━━ Provided records ━━
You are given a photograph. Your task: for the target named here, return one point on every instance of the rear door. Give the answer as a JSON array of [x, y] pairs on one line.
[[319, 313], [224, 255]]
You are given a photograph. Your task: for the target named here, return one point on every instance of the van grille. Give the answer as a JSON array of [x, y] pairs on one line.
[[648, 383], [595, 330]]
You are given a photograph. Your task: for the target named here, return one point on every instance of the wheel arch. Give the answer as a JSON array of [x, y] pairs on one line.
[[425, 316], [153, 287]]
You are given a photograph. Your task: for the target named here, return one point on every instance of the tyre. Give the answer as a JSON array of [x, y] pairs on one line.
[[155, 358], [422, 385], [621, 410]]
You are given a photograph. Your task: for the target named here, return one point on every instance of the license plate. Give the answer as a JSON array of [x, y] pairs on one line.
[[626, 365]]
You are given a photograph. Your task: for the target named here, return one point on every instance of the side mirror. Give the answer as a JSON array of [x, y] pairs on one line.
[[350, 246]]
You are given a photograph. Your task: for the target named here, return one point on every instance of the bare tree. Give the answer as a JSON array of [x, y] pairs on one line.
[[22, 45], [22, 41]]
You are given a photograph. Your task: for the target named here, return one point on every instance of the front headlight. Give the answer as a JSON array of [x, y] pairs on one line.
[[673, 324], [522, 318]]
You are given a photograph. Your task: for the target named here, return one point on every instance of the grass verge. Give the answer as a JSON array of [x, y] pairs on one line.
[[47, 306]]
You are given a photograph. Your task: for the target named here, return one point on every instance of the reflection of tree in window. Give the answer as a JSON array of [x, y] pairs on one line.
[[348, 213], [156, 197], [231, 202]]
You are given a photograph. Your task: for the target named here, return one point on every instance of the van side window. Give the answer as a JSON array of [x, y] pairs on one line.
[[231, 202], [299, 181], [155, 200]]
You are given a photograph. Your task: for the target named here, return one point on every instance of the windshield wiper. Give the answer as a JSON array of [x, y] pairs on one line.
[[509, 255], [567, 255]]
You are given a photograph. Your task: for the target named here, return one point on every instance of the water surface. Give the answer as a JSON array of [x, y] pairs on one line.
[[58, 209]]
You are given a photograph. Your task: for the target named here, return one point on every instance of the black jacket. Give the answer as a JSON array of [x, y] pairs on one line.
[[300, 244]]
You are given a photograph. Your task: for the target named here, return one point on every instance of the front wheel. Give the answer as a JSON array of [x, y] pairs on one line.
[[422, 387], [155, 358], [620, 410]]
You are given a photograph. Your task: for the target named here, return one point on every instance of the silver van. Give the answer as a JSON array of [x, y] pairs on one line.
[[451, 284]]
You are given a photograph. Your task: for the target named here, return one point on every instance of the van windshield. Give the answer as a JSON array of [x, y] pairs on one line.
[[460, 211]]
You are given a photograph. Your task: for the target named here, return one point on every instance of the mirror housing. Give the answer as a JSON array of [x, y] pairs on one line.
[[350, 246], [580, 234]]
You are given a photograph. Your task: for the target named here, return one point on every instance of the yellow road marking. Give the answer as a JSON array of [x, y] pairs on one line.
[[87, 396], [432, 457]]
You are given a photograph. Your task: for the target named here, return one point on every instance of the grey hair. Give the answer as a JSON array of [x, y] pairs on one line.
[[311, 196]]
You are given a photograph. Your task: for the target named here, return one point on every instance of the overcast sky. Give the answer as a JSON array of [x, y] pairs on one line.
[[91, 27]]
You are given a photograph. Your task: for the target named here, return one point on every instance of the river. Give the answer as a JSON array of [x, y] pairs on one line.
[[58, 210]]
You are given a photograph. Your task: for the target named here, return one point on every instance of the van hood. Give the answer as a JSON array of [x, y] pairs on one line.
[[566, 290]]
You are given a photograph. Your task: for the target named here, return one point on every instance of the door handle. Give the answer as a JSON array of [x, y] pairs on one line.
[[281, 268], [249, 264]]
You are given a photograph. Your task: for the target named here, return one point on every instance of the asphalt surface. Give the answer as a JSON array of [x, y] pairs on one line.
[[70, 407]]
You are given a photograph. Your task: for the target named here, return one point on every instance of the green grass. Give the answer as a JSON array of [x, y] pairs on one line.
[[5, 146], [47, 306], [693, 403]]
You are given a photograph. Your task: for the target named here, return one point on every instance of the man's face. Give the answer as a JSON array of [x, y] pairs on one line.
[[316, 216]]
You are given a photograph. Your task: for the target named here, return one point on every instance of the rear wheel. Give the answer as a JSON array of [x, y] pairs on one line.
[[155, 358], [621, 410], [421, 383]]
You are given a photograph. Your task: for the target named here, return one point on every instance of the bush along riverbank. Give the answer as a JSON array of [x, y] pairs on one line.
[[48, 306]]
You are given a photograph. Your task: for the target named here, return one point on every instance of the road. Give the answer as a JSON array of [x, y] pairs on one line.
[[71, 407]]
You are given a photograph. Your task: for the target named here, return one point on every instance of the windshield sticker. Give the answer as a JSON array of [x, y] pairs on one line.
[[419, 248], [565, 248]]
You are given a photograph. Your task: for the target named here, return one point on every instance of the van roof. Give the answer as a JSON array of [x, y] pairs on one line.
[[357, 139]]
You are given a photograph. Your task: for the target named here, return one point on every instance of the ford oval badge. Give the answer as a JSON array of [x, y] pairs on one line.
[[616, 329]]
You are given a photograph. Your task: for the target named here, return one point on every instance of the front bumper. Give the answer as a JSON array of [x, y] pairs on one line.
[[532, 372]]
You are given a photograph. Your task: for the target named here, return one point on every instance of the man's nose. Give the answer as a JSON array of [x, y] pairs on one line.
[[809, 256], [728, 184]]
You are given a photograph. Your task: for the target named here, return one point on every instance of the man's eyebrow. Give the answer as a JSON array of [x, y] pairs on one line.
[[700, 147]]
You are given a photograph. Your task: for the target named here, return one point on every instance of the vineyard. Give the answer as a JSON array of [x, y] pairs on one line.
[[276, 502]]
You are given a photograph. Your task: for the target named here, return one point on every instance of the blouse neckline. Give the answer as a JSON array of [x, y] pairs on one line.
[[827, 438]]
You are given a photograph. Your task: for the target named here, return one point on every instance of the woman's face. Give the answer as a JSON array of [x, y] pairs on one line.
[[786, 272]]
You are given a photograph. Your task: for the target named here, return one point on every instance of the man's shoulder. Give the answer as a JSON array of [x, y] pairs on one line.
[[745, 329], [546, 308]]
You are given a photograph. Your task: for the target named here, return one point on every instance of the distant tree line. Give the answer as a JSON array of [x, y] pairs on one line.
━━━
**About this task**
Copy the entries word for word.

**Exercise result**
You are given a photograph. Your task: for the target named here, return one point on every instance of the rear door. Give the answer as a JSON array of [x, y] pairs on one line.
[[319, 313], [224, 255]]
You are given a photograph. Your task: for the target named here, return one point on every instance of the van grille. Give the answer as a JSON array of [x, y] pairs on one line.
[[648, 383], [595, 330]]
You are given a photograph. Your task: for the target named here, return one point on every instance of the wheel arch. Give the answer as a JSON array of [x, y] pairs on one line.
[[425, 316], [153, 287]]
You are given a photograph. Your task: for the target named here, return one point on every instance of the tyre. Give the answer as a JSON array of [x, y] pairs on one line.
[[155, 358], [422, 385], [621, 410]]
You are given a photograph. Your task: for the target named here, return one point on every instance of the license plate. Give the answer as a JSON array of [x, y] pairs on one line.
[[626, 365]]
You are given a photograph. Your task: for the target named here, return one point on every instance of the side mirror. Give the answer as a JSON array of [x, y] pairs on one line.
[[350, 246]]
You are given a photograph. Your task: for the target named here, return one point on every instance of the bare tree. Give the answer as a JSON array of [x, y] pairs on one line.
[[22, 45], [22, 41]]
You are given a photograph. Your task: for the target named here, return one point on every instance of the front headlight. Give the answer as a JSON array of [x, y] pairs on one line.
[[673, 324], [522, 318]]
You are given a photograph. Your task: for the target named here, return one point on every instance of the grass verge. Give the answer as a JSON array of [x, y] pairs on one line.
[[47, 306]]
You are given a photograph. Your task: for the target named here, return one point on every instance of the reflection of tree in window. Give the answer as a JSON array of [x, y] pairs on one line.
[[348, 213], [156, 197], [231, 202]]
You are given a photograph. Your task: for the target named here, return one point on every instance of the van side window. Give the answer as a JSON array of [x, y] pairs on one line.
[[231, 202], [299, 181], [155, 200]]
You are given a photograph. Your task: for the target named here, return one point on every instance of the windshield wiper. Give the answer as a JSON array of [x, y] pairs on one line.
[[509, 255], [567, 255]]
You are given a photograph. Your task: for the target named here, return one point on every instance of the water surface. Give the answer as a JSON array of [x, y] pairs on one line.
[[58, 209]]
You are given a photograph. Your task: for the target named here, return one point on every instance of the black jacket. Give the answer as a JSON array of [x, y] pairs on one line.
[[300, 244]]
You are given a photograph. Your task: for the target named here, return one point on every instance of the front wheel. Give the answer as a JSON array of [x, y] pairs on one line.
[[422, 387], [155, 358], [620, 410]]
You are given a photograph. Your task: for the target named here, return one point on every instance of the silver van. Give the answer as a JSON array of [x, y] pairs on one line.
[[451, 284]]
You are given a photograph. Your task: for the target named here, return one point on every instance of the van windshield. Give the answer as a JSON array of [x, y] pairs on one line.
[[460, 211]]
You are given a photograph. Your task: for the target named here, return one point on every instance of the mirror housing. Give the answer as a JSON array of [x, y] pairs on one line.
[[350, 246], [580, 234]]
You are given a photograph. Your task: for the target named here, return one point on every instance of the yellow road marking. Give the answer as a JSON array of [x, y] pairs on one line.
[[87, 396], [432, 457]]
You are given a photograph. Your task: for the target named here, return one point on every instance of the grey hair. Give the answer as a JSON array of [x, y] pairs on one line.
[[311, 196]]
You are given a photograph. Your task: for the target named here, return one point on every instance of the overcast sky. Give the answer as a JSON array of [x, y] pairs on one line.
[[91, 27]]
You are given a photograph. Your task: for the target named here, return one point on every instance of the river. Give the answer as a JSON array of [x, y] pairs on one line.
[[58, 210]]
You are given a photograph. Your task: for the target named here, return one point on every instance of the van hood. Give the answer as a JSON array of [x, y] pairs on one line.
[[566, 290]]
You are given a photograph. Your task: for the target named here, return one point on every instance of the door handle. Give the answer as a JSON array of [x, y] pairs on one line.
[[281, 268], [249, 264]]
You are given a photograph. Your task: for the target named here, return one point on every instance of the asphalt surface. Give the answer as a JSON array of [x, y] pairs on one line.
[[70, 407]]
You are given a photograph. Your task: for the target named here, return one point on every instance of the green grass. Give the answer as a JSON array of [x, y] pairs on one line.
[[5, 146], [47, 306], [693, 403]]
You are given a photograph. Your task: for the target named here, return one point on every instance of the man's face. Give the answer as a JSON array of [x, y] pairs on one line.
[[316, 216]]
You are given a photograph. Your task: for the target named here, return one point on every instance of the rear wheel. Give the answer as a JSON array of [x, y] pairs on one line.
[[155, 358], [621, 410], [421, 383]]
You are given a photograph. Your task: for the target named here, return one point on every instance of the bush along riverbank. Give the answer as a JSON array of [x, y] pairs on one line.
[[48, 306]]
You are given a photograph. Your task: for the target named here, return one point on every instance of the road. Give the answer as a JSON array of [x, y] pairs on one line.
[[71, 407]]
You are given a photograph. Your task: for the target named here, return one point on every instance of the windshield sticker. Give the answer as a JSON array of [x, y] pairs on one line.
[[419, 248], [565, 248]]
You are given a photograph. Your task: for the target named here, return one point on every instance of the van roof. Give the answer as a JSON array of [x, y] pairs on one line.
[[357, 139]]
You are given a photograph. Your task: for the target named here, return one point on every instance of the ford oval badge. Give the answer as a JSON array of [x, y] pairs on one line.
[[616, 329]]
You are given a photograph. Your task: for the target named here, return one point on every instance of the front bumper. Give the answer as a JSON array of [x, y] pairs on one line.
[[532, 372]]
You are given a photograph. Your task: for the target named here, return one point on every instance of the man's nose. Give the answer as a JSON array of [x, y] pairs on one line.
[[809, 256], [728, 184]]
You are given a photograph. Your task: for the target named here, return one point on every instance of the man's eyebrow. Give the answer as a JSON array of [x, y] pairs on one line.
[[700, 147]]
You are given a photograph. Your task: for the target named here, return one point on every instance of the vineyard. Give the answer as a JSON array of [x, y] pairs on one line.
[[276, 502]]
You are given a photograph. Your task: for the target named here, return one point on every instance of the blouse neckline. Give the answer as a JSON array of [x, y] pairs on one line.
[[827, 438]]
You are given a photograph. Your task: for the target named here, return one point on every instance of the woman's face. Give the answer as a JSON array of [x, y] pairs on one line.
[[786, 272]]
You are given a photograph. Your task: for the target named here, return one point on every instance of the man's shoulder. Give the answer as a JSON array of [x, y] pairs on one line.
[[745, 329], [546, 308]]
You are given a photograph. Your task: for the target named here, return one point on every instance of the distant tree line. Give the answer as a JSON array of [x, y] pairs on one line.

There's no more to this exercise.